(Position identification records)
====

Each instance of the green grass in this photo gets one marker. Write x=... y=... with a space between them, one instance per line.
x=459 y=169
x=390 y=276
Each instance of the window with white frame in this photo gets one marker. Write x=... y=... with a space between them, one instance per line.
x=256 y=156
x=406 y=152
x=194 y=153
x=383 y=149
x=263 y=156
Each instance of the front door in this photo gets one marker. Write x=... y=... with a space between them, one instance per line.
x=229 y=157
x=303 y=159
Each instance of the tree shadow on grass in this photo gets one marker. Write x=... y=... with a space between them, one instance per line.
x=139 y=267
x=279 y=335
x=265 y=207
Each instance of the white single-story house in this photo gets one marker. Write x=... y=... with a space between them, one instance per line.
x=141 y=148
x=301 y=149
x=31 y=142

====

Repeat the entire listing above word for word, keeping every line the same.

Each instance of the green grass in this photo gets one marker. Write x=... y=... with a space between them, one instance per line.
x=459 y=169
x=390 y=276
Each instance of the window with white frame in this photo gets one marker. Write x=... y=... with a space between them, one instance per line.
x=256 y=156
x=406 y=152
x=194 y=153
x=383 y=149
x=263 y=156
Each instance of the front door in this photo gets one marker. Write x=... y=... with a space between them, one instance per line.
x=229 y=157
x=303 y=159
Each instance of the tree shadow on grass in this photo gets one marker. Write x=... y=... with a space between them, one instance per line.
x=139 y=267
x=279 y=335
x=265 y=207
Each instance of the white single-story house in this photo gets one marker. Write x=... y=... with a space between them, one instance per line.
x=141 y=148
x=301 y=149
x=31 y=142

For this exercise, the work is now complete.